▸ About this task
In the advice column below, which kinds of words are used to define emotional abuse?
***** Document segment
Dear Sue Ellen
My 2-year-old daughter eats paper. The other day I found her digging in the garbage and eating newspaper. She eats toilet paper, newspaper, paper towels and anything paper she can get her hands on. I scream at her and tell her to stop, but she won’t.
Children are eaters of strange things. When my daughter was two I discovered her eating dog food out of the pet bowl. I have been told by my older brother that I ate dirt when I was a toddler (with a spoon of course). A friend told me her little boy would eat bugs. I think grown-ups are eaters of strange things too. I watched a man eat a spider once. Kids eating paper isn’t that uncommon, especially in school. Ever hear of spit wads? I bet a few of them have been digested over the years. I was in my granddaughter’s second grade class to read a story one time and I watched in horror as a beautiful little girl daintily put her finger in her nose and…. you know the rest of the story.
You might want to ask a nurse or your daughter’s pediatrician about it to make sure it isn’t affecting her health. Will she grow out of it? Hopefully because when she is in middle school and kids see her eating her test paper with a bad grade on it, they will make fun of her
and even worse, you will never see the test.
How often do you scream at your toddler? There are times when screaming is necessary. If your daughter is about to chase a ball into oncoming traffic, you must get her to stop and it may include shouting at her. Screaming at children can be traumatic and put them at risk for emotional abuse. The words we use to communicate with our children matter. There has been a lot of research about child abuse. Emotional abuse is defined as using hateful, demeaning, unloving or critical words. People usually raise their voices when they are frustrated, afraid or angry. Are you screaming at your toddler because you are frustrated? I am not saying that you are guilty of emotionally abusing your child. I am just suggesting there might be a better way to guide her without screaming at her. Toddlers are impulsive and inquisitive. They are learning boundaries and need the loving support of parents to teach and redirect. If you feel that you are constantly having to punish your child, you may be the one out of control, and not your child. I am not shouting at you when I say this. I am lovingly trying to redirect your behavior. Shouting at a two-year-old for eating paper is probably too harsh.
**********
***** Data for review
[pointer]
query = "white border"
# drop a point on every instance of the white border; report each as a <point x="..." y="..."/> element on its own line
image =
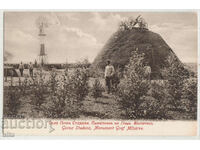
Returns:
**********
▸ Response
Hateful, demeaning, unloving and critical words.